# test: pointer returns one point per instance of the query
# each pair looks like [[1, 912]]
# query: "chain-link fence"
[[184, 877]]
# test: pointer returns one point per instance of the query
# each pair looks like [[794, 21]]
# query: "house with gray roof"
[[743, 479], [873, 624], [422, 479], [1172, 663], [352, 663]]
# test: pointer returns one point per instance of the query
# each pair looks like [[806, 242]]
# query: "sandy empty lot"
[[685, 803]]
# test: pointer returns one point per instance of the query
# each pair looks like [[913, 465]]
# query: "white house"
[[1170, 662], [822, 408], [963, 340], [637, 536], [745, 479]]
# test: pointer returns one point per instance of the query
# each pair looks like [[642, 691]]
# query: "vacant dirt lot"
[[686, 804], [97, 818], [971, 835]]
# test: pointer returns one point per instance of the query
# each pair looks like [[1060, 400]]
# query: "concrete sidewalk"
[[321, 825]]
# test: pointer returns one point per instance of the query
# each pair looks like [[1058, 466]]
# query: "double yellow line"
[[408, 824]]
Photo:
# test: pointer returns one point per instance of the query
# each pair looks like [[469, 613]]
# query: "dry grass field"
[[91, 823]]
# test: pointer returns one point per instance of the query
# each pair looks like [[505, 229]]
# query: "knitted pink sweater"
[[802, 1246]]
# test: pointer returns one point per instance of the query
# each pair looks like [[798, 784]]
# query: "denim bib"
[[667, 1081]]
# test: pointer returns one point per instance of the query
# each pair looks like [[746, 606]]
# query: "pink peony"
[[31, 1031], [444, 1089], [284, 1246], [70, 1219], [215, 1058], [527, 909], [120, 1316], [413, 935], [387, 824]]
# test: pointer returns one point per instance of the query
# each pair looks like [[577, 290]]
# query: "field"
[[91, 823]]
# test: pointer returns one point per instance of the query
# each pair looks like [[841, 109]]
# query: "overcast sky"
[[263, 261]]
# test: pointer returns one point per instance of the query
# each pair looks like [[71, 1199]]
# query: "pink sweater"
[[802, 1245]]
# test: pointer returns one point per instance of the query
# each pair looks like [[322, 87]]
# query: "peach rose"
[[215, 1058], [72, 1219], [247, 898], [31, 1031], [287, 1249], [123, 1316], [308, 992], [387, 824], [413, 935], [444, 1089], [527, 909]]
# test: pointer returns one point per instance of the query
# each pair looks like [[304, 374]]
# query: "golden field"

● ● ● ● ●

▶ **Assignment**:
Could you give the records again, exactly as they appear?

▶ **Reply to the exercise**:
# test: pointer returns one point per instance of the query
# each pair looks like [[1, 912]]
# query: "chain-link fence"
[[184, 877]]
# test: pointer returns one point per instance of the query
# each pair looks like [[794, 21]]
# query: "house with gray roof"
[[743, 479], [873, 624], [422, 479], [1172, 663], [352, 663]]
# test: pointer returns one point per instance of the query
# each pair looks like [[806, 242]]
# query: "sandy empty lot"
[[685, 803]]
# test: pointer returns one point per instance of the query
# each pair looks like [[913, 465]]
# query: "white house"
[[1170, 662], [822, 408], [963, 340], [637, 536], [745, 479]]
# test: pointer returns one point per instance of the query
# each pair looks like [[642, 691]]
# query: "vacant dirt lot"
[[686, 804], [97, 818], [971, 835]]
# test: pointer returns one point per instance of the query
# each pair looks like [[1060, 400]]
# query: "concrete sidewalk"
[[321, 825]]
# test: pointer returns one point per instance of the query
# each pair looks like [[1058, 466]]
# query: "double yellow line"
[[408, 824]]
Photo:
# test: pointer returns one point per instance of the query
# each pair looks like [[469, 613]]
# query: "dry grass field"
[[91, 823]]
# test: pointer returns one point per instance of the query
# each pair looks like [[505, 229]]
# query: "knitted pink sweater"
[[802, 1246]]
# test: pointer returns one point per instance of the query
# each pair looks like [[798, 784]]
# query: "denim bib"
[[667, 1081]]
# test: pointer returns one point per instance of the query
# each pair looks like [[746, 606]]
# query: "pink peony"
[[31, 1031], [444, 1089], [284, 1246], [70, 1219], [215, 1058], [527, 909], [120, 1316], [413, 935], [387, 824]]
# test: pointer returns one point per instance of the query
# each pair looks like [[577, 290]]
# query: "field"
[[91, 823]]
# test: pointer returns one point per instance of the query
# each pair looks like [[841, 109]]
# query: "overcast sky"
[[263, 261]]
# test: pointer returns one point per instance of the query
# each pair looks like [[71, 1199]]
# query: "pink sweater"
[[802, 1245]]
# test: pointer returns one point per instance of the query
# each pair looks like [[322, 87]]
# query: "peach rose"
[[215, 1058], [72, 1219], [247, 898], [31, 1031], [287, 1249], [123, 1316], [308, 992], [387, 824], [413, 935], [444, 1089], [527, 909]]
# test: pointer returns one point per instance of the query
# each pair looks like [[304, 374]]
# query: "golden field"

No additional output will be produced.